Фрагмент документа:
- - -

В ночь с 27 на 28 февраля Брусилов попытался поговорить с царем, но тот не пожелал его слушать.
После отречения, 4 марта Брусилов позволил поднять красное знамя.

* * *

Но то, что Брусилов делал как аристократ с видом независимым и непринужденным, позволяя солдатам
по-прежнему целовать себе руки, другие офицеры, одураченные ветром перемен, делали всерьез .
Можно сказать все - от старых генералов до безусых поручиков - соревновались в демократическом рвении. После того как Керенский своими оглушительными речами заразил их необходимостью «оказывать
личное влияние», они сидели долгими ночами на солдатских собраниях, выслушивая несусветные и претенциозные глупости и восхищаясь громкими фразами и формулировками без содержания.

* * *



Провалившееся наступление ЮЗФ. Его крах окончательно надломил разлагающуюся армию.

Приготовления к наступлению шли только в штабах, где офицеры трудились с лихорадочной энергией. Были объявлены учения: бросание грант, стрельба в цель, саперные работы. Солдаты отказались их
проводить. Полковые комитеты решили, что после трех лет войны не нужно утомлять солдат лишними занятиями.
Куда ни посмотришь, всюду «большевики». Их происки, неустанная пропаганда продолжали подрывать авторитет офицеров и поощрять солдатское неповиновение. Все только и делали, что говорили - комитеты рот, полков, дивизий, армейских корпусов, армий,говорили горячо и безудержно. Спорили, критиковали, а время между тем шло. Как эти солдаты, возбужденные против своего начальства, и это отчаявшееся начальство после возмущений, оскорблений, стычек могли вновь обрести единство и товарищество, необходимые для боя? Может ли командир после стольких уступок вновь обрести власть, без которой невозможно вести солдат в бой? Прав ли был Брусилов, поддавшись нагрянувшей грозе? Возможно ли сохранить авторитет после обрушившегося на армию кошмара?
Лично я не сомневался, что русский солдат в пекле атаки обретет свое несокрушимое хладнокровие и даже воинственное воодушевление.Но я опасался, что у него недостанет моральной силы выдержать после атаки испытание, тяжелее пулеметов и штыкового боя, - испытание изнуряющего пассивного ожидания на захваченных позициях.

* * *

Приближался дружный крик «ура!» и отдавался эхом в долине.

- - -

Исходная выдержка:
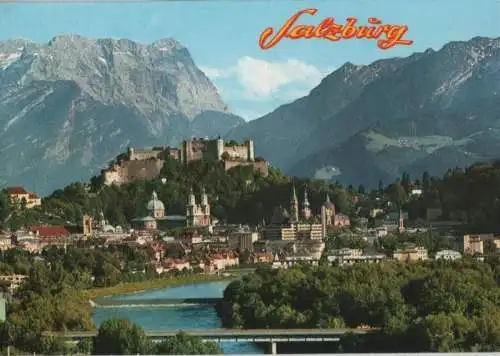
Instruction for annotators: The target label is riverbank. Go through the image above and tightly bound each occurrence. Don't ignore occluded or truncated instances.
[84,274,234,300]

- - -

Письменное задание A: Перепишите, пожалуйста, часть фрагмента без изменений: начните с места, где стоят слова «Можно сказать все», и остановитесь после слов «солдат лишними занятиями.».
Письменное задание B: Что, согласно фрагменту, решили полковые комитеты, когда солдаты отказались проводить учения?

Результат A:
Можно сказать все - от старых генералов до безусых поручиков - соревновались в демократическом рвении. После того как Керенский своими оглушительными речами заразил их необходимостью «оказывать
личное влияние», они сидели долгими ночами на солдатских собраниях, выслушивая несусветные и претенциозные глупости и восхищаясь громкими фразами и формулировками без содержания.

* * *



Провалившееся наступление ЮЗФ. Его крах окончательно надломил разлагающуюся армию.

Приготовления к наступлению шли только в штабах, где офицеры трудились с лихорадочной энергией. Были объявлены учения: бросание грант, стрельба в цель, саперные работы. Солдаты отказались их
проводить. Полковые комитеты решили, что после трех лет войны не нужно утомлять солдат лишними занятиями.

Результат B: Что после трех лет войны не нужно утомлять солдат лишними занятиями.